Drop all images and give the records again exactly.
━━━━━ Material to process ━━━━━
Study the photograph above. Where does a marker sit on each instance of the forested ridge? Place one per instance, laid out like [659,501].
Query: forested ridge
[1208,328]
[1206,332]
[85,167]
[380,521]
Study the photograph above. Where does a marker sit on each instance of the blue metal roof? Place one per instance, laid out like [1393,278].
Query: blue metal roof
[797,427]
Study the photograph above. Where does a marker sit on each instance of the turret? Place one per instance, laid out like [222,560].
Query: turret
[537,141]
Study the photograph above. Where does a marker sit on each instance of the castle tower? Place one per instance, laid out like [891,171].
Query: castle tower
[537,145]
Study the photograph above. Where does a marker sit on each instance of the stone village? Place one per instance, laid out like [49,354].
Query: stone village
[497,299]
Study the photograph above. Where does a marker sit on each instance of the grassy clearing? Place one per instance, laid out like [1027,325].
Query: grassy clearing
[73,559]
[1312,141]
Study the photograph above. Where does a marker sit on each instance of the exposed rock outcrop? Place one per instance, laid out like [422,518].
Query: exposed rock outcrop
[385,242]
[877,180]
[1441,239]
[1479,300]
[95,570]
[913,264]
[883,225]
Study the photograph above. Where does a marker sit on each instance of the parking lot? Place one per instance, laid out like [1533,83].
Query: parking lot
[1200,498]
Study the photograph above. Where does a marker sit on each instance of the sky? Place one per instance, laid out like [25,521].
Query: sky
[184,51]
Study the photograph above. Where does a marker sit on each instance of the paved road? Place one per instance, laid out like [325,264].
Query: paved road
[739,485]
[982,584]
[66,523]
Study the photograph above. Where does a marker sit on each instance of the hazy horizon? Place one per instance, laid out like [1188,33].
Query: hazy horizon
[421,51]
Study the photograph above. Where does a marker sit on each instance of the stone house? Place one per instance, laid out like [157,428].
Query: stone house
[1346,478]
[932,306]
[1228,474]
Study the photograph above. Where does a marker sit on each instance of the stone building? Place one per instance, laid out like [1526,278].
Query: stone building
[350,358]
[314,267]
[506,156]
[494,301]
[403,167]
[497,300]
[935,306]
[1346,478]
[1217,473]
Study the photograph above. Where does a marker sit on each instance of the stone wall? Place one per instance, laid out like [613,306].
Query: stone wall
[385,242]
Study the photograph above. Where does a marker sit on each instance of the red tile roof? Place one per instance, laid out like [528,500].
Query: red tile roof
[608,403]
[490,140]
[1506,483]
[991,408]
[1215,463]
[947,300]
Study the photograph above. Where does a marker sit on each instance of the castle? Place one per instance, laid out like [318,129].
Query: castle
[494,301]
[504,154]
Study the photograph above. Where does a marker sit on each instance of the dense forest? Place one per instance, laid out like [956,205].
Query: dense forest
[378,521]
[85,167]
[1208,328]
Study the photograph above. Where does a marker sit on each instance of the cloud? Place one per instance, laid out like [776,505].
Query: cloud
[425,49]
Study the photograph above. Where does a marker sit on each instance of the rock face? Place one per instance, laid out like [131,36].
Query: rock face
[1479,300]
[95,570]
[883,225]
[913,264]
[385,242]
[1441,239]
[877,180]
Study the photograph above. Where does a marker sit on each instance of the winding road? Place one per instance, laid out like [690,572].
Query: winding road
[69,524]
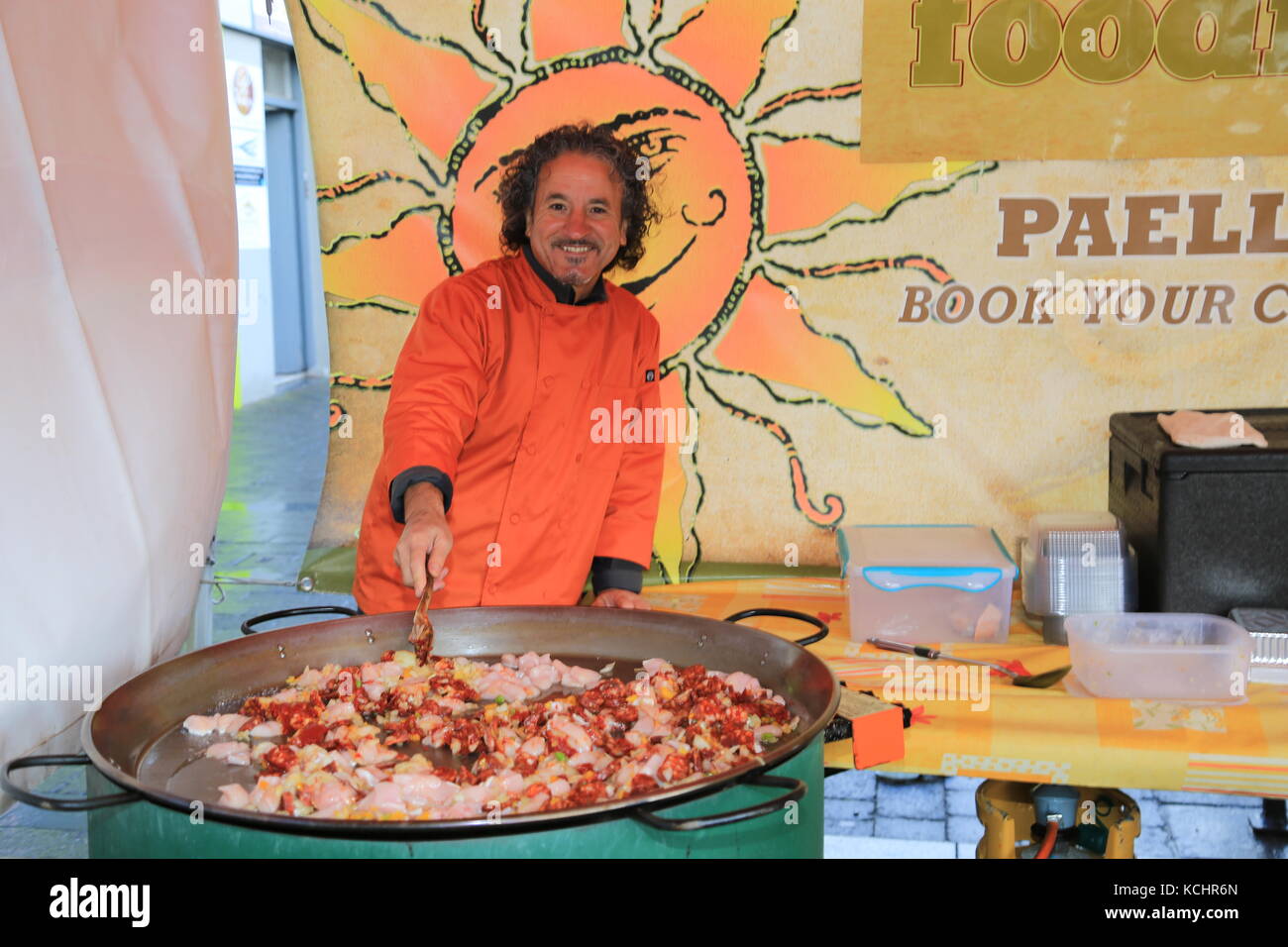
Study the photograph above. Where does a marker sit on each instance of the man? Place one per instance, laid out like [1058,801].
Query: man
[492,468]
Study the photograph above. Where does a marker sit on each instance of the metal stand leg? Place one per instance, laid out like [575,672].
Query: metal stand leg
[1273,822]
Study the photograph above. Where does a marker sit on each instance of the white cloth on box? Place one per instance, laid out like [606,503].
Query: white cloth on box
[116,171]
[1211,429]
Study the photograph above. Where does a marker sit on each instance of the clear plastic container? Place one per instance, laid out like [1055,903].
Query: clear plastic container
[927,583]
[1159,656]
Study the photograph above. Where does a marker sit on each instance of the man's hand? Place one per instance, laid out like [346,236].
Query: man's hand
[425,535]
[619,598]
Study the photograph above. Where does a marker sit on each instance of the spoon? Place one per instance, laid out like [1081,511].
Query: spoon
[1037,681]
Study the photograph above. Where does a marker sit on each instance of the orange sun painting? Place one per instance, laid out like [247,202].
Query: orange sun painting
[748,193]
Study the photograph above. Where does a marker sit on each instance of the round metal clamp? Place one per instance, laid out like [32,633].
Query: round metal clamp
[249,625]
[797,789]
[787,613]
[58,802]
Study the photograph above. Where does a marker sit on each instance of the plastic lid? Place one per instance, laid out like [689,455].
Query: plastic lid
[943,547]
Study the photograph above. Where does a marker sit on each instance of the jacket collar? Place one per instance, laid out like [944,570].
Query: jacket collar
[565,294]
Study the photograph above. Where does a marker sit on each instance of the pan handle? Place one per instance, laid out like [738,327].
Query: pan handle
[787,613]
[56,802]
[249,625]
[797,789]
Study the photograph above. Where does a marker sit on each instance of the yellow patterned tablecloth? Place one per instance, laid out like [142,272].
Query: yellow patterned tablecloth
[1018,733]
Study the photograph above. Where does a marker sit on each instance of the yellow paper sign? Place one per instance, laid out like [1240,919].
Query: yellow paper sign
[1074,78]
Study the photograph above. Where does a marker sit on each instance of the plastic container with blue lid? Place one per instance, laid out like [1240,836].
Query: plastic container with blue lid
[927,583]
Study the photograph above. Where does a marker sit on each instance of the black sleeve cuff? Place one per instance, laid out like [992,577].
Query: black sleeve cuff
[606,573]
[417,474]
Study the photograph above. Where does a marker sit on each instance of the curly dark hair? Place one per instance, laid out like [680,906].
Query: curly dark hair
[518,188]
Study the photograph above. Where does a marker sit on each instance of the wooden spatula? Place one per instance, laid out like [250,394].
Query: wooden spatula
[421,630]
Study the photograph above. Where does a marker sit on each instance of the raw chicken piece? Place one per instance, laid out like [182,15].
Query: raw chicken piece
[267,793]
[329,793]
[579,677]
[231,723]
[542,677]
[336,711]
[200,725]
[741,682]
[384,797]
[1211,429]
[233,796]
[423,789]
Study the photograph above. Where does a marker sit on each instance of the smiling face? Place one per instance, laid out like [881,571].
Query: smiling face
[575,224]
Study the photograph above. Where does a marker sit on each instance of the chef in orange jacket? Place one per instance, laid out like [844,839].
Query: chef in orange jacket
[510,460]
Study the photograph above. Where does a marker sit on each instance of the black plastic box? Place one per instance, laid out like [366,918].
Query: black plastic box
[1210,526]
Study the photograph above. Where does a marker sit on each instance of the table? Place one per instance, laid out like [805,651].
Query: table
[1018,733]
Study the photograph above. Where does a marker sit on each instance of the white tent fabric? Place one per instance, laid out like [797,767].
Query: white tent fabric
[115,172]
━━━━━
■ Solved exercise
Study the photograph above. Where does a marker sit on each instance of the forested ridge? Place one per instance, laid out like [659,501].
Query: forested ridge
[1208,328]
[1206,332]
[85,167]
[380,521]
Study the photograph above. Where does a marker sit on each instance of the blue metal roof? Place one per instance, laid out like [1393,278].
Query: blue metal roof
[797,427]
Study the photograph above. Where does a marker sit on each instance of the turret? Place one per instance, laid out like [222,560].
Query: turret
[537,141]
Study the photograph above. Where does a marker sit on each instance of the castle tower? Place one per instance, laid out like [891,171].
Query: castle tower
[537,145]
Study the photograph above. Where does a marker sit on each instance of the stone village? Place one per instance, laid out like [49,354].
Query: stone village
[497,299]
Study the photograph above. Where does a marker sit on each instance of the grassy clearing? Place one per instance, laid out like [1027,325].
Query: grassy clearing
[73,559]
[1312,141]
Study the photograph above. Where does a marker sit on each instance of the exposed rock outcrop? Place one per instance, laid out like [422,518].
Query: exposed rock outcrop
[385,242]
[877,180]
[1441,239]
[1479,300]
[95,570]
[913,264]
[883,225]
Study the photograph above. Where does a marker sit on each instance of the parking lot? Place one per instance, laid out like [1533,83].
Query: parking lot
[1200,498]
Study the photograph above. Where does a marker sit on each instance of the sky? Place one per instance, laid out like [25,521].
Query: sky
[184,51]
Study the photograph above. Where does a marker sit on each instance of the paved road? Place one per instance, laid out like [325,264].
Query: paved road
[739,485]
[982,584]
[66,523]
Study the photograph above. Where does a marker sit on each instance of the hazy horizon? Place one per instance, laid out like [1188,33].
Query: hazy horizon
[421,51]
Study the photograph above. Where does a marker sit on each instance of the stone house? Place one per instance, laid out like [157,428].
Query: stone house
[1346,478]
[932,306]
[1228,474]
Study the photograph above. Where does a marker sit on each instance of the stone building? Place one per instance, laid out like [1526,278].
Query: stone building
[350,358]
[314,267]
[506,156]
[494,301]
[403,167]
[497,300]
[935,306]
[1346,478]
[1217,473]
Study the photograph above. Where does a marker sit on each instance of the stone wall? Place one per instance, laid out like [613,306].
Query: stone wall
[385,242]
Study the photograph above. Where does a marker sit on each instance of the red tile roof? Place one per instance, laid out like [528,500].
Query: red tile roof
[608,403]
[490,140]
[1506,483]
[991,408]
[1215,463]
[947,300]
Study the photograph above. Where does a marker sit on each instance of the castle? Place one per instance, laid out like [318,129].
Query: castle
[494,301]
[504,154]
Study the photograph above. Where does a marker sit on each instance of the dense forest? Place one per instance, laid out like [956,205].
Query: dense forest
[378,521]
[85,167]
[1208,328]
Study the photograph above. Where does a marker sit on each instance of the cloud? Place one per instance, laid out like [776,505].
Query: cloud
[425,49]
Study the photograph above. Where does a marker sit on each instance of the rock face? Place one per instance, laid out like [131,36].
Query: rock face
[1479,300]
[95,570]
[883,225]
[913,264]
[385,242]
[1441,239]
[877,180]
Study the photograph above. Where does a marker sit on each instance of the winding road? Place one per instance, laid out like [690,572].
Query: winding road
[69,524]
Study the photograph above. Where does a marker sit on each instance of the man? Place one per instance, laid out like [1058,801].
Query: man
[492,468]
Study the photograph above. Where does a marker sit on each instance of the metal stand leg? Place one per instance, laid out like [575,672].
Query: metal stand leg
[1273,822]
Study the photograph above. Where does a marker sit on each instance of the white cloth on box? Place one per instance, laid out like [606,503].
Query: white cloth on box
[116,171]
[1211,429]
Study the photograph above. Where does a marker sit on each instance of the clear plastic container? Place one per instance, laid out like [1055,903].
Query: clear plastic container
[927,583]
[1159,656]
Study the photograph above. Where does a marker sit on each instance of the man's hand? Place one per instance, laid out like [346,236].
Query: man's hand
[425,535]
[619,598]
Study the photograph above. Where does a marker sit on each instance of the spoon? Place one per instance, laid out like [1081,511].
Query: spoon
[1037,681]
Study the photograph above. Where does a marker sit on each instance of the orange sun painting? Place one per instance, laid out like [247,202].
Query: orange sun painting
[748,193]
Study the photograph above. Where does a marker sit on each instance of the round metal clamp? Place one per instance, laid out like [32,633].
Query: round metal clamp
[249,625]
[797,789]
[787,613]
[58,802]
Study the photograph above. Where does a marker sit on each instance of the plastic lid? Place one per instance, laid out like [689,455].
Query: plastic lid
[943,547]
Study the photograph above. Where does a marker sit on each instance of the jacket collar? Place one per instance, laid out like [944,570].
Query: jacket collar
[565,294]
Study the photograph above. Where does a marker sit on each instance of the pan handle? Place one per instance, laid out like [738,327].
Query: pan handle
[787,613]
[56,802]
[249,625]
[797,789]
Study the photograph above. Where does a marker sit on each instance of the yellow patterned tablecloth? Place one per instance, laid out like [142,272].
Query: yellow patterned tablecloth
[1018,733]
Study the photograph above. Where does a marker sit on each instance of the yellow paper sign? Place one per instance, laid out like [1240,919].
Query: yellow paper sign
[1074,78]
Study the photograph above. Where does a marker sit on each instance of the plastic container with blue lid? Place one per instance, laid out like [1240,836].
Query: plastic container with blue lid
[927,583]
Study the photograph above. Where does a marker sit on each instance of the black sleeve cuff? Place one per instance, laid out like [992,577].
Query: black sleeve cuff
[606,573]
[417,474]
Study the photograph above. Where does a marker sit on each instance of the curly dark hair? Place one per instance, laid out like [680,906].
Query: curly dark hair
[518,188]
Study the photograph above. Where does a marker sit on each instance of the wooden spatula? Place one per instance, laid out like [250,394].
Query: wooden spatula
[421,630]
Study the photograph above. Where does a marker sit on each instance of the raw chicken piece? Place one per instance, laid out like [182,15].
Query: raw chicken piece
[267,793]
[329,793]
[579,677]
[231,723]
[542,677]
[336,711]
[200,725]
[741,682]
[384,797]
[1211,429]
[233,796]
[423,789]
Study the photograph above. Where does a marker sit on each instance of the smiling face? Place one per instance, laid out like [881,571].
Query: smiling face
[575,224]
Study the photograph above. Where does a marker sit on each instance of the chef in orange jacket? Place one per instance, laid out like [844,839].
Query: chef in orange jacket
[510,460]
Study the photograph above. Where does a marker sit on each instance of the black plastic box? Place one per instance, laid out like [366,918].
Query: black plastic box
[1210,526]
Study the photograph above. Where does a marker sit on each instance of the table? Place one per instance, laid out like [805,651].
Query: table
[1018,733]
Study the photograph above. Where does a marker sit on each instance of the white tent fabric? Place one per instance, laid out like [797,767].
Query: white tent fabric
[115,172]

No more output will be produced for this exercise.